Rob Bateman aboard the Lea. (KCAW/Wilber)

The commercial season for king salmon – or chinook –  in Southeast Alaska opens on Saturday, July 1. For trollers across the region, it’s the equivalent of New Year’s Day – the beginning of the annual salmon harvest that lasts through next March.

For 50 anxiety-filled days this spring, it appeared that this fishery would not happen. On May 2, a federal judge in Washington ordered fishing closed to make more kings available to an endangered population of killer whales in Puget Sound. On June 21, the US Ninth Circuit Court issued a stay of that order, and allowed trollers to fish as usual while the case remains under appeal.

Photojournalist Berett Wilber grew up in Sitka deckhanding aboard her family’s troller. She recently returned and spent a couple of afternoons visiting the docks, photographing and talking to trollers as they readied for the opening. As she explains to KCAW’s Robert Woolsey, Wilber found mixed emotions among the fleet.

The F/V Loretta Ann in Sitka Channel. (KCAW/Wilber)

[Excerpts from point annotation data]
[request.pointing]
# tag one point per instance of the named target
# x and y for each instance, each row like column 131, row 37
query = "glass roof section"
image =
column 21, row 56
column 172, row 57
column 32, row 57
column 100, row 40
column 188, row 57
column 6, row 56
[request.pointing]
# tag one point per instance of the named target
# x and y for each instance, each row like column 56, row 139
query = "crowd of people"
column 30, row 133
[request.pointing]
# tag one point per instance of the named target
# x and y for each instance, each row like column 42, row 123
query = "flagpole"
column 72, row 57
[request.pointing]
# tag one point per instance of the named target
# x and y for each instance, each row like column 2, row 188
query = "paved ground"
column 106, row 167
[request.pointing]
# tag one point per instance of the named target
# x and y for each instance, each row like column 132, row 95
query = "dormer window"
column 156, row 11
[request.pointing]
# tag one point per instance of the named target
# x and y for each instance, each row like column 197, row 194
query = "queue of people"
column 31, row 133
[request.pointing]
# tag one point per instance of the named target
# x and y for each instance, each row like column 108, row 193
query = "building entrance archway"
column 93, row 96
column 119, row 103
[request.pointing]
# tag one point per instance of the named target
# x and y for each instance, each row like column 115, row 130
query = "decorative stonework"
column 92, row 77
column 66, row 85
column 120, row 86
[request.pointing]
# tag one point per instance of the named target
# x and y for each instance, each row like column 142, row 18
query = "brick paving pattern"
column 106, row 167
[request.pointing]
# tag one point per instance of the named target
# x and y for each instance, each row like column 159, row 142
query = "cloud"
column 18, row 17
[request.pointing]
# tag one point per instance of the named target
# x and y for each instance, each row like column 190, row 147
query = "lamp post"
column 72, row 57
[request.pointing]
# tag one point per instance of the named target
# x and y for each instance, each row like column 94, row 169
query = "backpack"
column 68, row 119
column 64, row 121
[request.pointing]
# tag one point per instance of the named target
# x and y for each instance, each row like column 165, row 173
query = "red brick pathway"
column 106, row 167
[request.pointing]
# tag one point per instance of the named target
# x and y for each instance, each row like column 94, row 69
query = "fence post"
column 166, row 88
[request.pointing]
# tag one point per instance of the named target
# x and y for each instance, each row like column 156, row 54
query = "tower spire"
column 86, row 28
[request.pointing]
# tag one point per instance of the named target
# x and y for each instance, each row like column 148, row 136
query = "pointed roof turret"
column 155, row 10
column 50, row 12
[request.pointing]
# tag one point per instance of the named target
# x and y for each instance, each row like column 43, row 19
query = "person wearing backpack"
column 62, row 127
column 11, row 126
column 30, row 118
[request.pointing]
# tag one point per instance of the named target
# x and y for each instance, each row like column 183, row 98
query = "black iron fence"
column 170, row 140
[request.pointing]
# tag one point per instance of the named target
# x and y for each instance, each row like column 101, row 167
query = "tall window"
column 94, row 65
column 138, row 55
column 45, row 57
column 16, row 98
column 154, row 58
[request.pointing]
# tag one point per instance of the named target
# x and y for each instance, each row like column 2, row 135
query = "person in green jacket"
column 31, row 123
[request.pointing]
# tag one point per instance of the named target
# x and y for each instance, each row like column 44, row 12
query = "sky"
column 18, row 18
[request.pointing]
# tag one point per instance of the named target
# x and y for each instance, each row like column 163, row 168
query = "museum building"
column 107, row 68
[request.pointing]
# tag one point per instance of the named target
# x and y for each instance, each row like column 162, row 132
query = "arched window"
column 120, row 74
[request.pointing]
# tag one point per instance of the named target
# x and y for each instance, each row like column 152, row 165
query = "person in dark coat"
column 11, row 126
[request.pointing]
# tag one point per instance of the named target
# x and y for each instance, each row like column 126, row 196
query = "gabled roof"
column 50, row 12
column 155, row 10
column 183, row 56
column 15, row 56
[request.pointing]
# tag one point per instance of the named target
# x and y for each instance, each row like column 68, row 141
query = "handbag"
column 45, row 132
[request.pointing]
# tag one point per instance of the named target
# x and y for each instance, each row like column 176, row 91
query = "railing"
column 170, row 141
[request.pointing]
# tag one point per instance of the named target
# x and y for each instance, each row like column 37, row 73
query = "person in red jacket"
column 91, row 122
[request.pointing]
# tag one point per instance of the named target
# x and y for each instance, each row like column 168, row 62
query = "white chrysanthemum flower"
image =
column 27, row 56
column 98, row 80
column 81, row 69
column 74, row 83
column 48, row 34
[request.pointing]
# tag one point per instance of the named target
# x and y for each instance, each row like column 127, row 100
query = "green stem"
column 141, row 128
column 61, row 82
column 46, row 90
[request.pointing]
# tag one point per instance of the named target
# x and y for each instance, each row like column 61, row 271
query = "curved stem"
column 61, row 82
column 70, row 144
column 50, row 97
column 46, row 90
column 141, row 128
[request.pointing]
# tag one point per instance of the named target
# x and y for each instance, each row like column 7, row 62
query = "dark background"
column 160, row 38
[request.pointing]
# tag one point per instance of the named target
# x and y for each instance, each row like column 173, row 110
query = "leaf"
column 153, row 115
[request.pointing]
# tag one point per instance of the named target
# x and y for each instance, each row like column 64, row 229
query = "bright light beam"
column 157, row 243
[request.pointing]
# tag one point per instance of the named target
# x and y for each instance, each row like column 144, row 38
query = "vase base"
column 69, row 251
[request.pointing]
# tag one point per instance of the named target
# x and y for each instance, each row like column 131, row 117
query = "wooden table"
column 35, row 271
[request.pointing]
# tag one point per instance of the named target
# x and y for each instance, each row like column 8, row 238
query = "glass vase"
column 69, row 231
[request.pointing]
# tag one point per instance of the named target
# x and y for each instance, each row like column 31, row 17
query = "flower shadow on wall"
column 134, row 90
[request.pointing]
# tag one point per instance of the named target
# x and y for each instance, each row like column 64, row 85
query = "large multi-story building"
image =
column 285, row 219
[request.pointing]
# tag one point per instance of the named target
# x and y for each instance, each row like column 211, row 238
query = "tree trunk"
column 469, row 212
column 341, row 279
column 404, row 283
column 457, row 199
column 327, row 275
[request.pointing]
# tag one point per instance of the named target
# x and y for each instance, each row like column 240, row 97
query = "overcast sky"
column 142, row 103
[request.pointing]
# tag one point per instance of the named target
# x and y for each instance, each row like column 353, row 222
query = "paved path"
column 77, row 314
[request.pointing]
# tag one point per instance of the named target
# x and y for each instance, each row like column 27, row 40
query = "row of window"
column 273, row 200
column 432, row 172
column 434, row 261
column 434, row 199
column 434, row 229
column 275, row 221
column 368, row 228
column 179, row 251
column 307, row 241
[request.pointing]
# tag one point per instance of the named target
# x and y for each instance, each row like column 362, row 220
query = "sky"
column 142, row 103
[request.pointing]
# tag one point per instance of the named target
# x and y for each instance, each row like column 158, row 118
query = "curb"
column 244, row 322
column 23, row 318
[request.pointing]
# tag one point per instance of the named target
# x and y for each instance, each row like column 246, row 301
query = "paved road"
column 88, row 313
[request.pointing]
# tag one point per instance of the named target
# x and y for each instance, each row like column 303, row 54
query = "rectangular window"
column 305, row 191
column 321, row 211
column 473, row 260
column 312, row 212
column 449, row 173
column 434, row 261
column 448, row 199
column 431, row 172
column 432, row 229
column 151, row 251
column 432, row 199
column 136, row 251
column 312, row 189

REQUIRED ACTIONS:
1 > Answer these questions using the king salmon article:
(a) On what date does the commercial king salmon season in Southeast Alaska open?
(b) Which court issued a stay of the closure order on June 21?
(c) Where did Berett Wilber grow up?
2 > List every person named in the king salmon article.
3 > For each statement, say whether it agrees with the king salmon article. Quote the words that decide it.
(a) The annual salmon harvest lasts through the following March.
(b) The federal judge's closure order was issued on June 21.
(c) Wilber found the fleet uniformly optimistic.

COMPLETE ANSWERS:
1 >
(a) Saturday, July 1
(b) The US Ninth Circuit Court
(c) Sitka

2 >
Rob Bateman
Berett Wilber
Robert Woolsey

3 >
(a) Yes: "the beginning of the annual salmon harvest that lasts through next March."
(b) No: "On May 2, a federal judge in Washington ordered fishing closed"
(c) No: "Wilber found mixed emotions among the fleet."